── Working data
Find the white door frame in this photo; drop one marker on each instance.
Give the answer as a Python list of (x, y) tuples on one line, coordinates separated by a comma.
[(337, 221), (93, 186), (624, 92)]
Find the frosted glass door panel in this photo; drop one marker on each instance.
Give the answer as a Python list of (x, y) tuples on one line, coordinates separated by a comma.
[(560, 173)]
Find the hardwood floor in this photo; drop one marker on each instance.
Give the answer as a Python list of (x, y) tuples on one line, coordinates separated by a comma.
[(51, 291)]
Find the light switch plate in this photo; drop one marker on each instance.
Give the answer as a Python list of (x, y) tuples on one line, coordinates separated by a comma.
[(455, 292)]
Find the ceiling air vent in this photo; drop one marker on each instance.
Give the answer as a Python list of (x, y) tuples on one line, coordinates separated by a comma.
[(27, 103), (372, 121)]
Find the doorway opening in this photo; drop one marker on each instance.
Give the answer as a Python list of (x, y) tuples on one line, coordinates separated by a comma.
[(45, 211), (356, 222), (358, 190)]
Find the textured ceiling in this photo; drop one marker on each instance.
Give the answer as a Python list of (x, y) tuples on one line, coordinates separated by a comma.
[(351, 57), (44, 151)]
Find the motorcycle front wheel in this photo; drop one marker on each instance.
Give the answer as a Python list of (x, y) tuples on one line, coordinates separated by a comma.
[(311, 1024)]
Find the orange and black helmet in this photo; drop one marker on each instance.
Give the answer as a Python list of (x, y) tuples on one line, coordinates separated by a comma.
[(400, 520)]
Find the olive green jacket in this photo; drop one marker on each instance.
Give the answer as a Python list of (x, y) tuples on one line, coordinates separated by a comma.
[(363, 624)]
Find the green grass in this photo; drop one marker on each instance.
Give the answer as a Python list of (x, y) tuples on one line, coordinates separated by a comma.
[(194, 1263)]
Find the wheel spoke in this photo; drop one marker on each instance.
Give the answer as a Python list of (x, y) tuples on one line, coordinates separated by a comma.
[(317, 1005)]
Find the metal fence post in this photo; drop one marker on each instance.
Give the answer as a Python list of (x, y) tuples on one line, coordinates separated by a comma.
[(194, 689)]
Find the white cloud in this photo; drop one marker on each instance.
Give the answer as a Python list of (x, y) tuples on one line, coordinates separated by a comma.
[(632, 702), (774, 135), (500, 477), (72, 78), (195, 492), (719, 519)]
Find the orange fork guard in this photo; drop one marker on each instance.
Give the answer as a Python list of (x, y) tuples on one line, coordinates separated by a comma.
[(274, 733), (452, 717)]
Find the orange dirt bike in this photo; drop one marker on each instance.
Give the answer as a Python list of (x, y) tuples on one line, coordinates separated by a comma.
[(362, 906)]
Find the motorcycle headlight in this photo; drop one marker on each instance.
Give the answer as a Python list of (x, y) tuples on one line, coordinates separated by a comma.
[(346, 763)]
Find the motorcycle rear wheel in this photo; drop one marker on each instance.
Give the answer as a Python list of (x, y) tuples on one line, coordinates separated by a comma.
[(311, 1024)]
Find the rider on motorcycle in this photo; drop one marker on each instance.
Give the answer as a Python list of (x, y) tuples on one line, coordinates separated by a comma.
────
== Exercise prompt ==
Filter the records for lines containing the word "motorcycle" and copy each one.

== Answer below ==
Find the motorcycle front wheel in this photo; drop one marker on each instance.
Find the motorcycle headlight in this photo; drop one marker on each instance.
Find the motorcycle rear wheel in this photo; drop one marker on each instance.
Find the rider on motorcycle in this photo; drop one marker on each instance.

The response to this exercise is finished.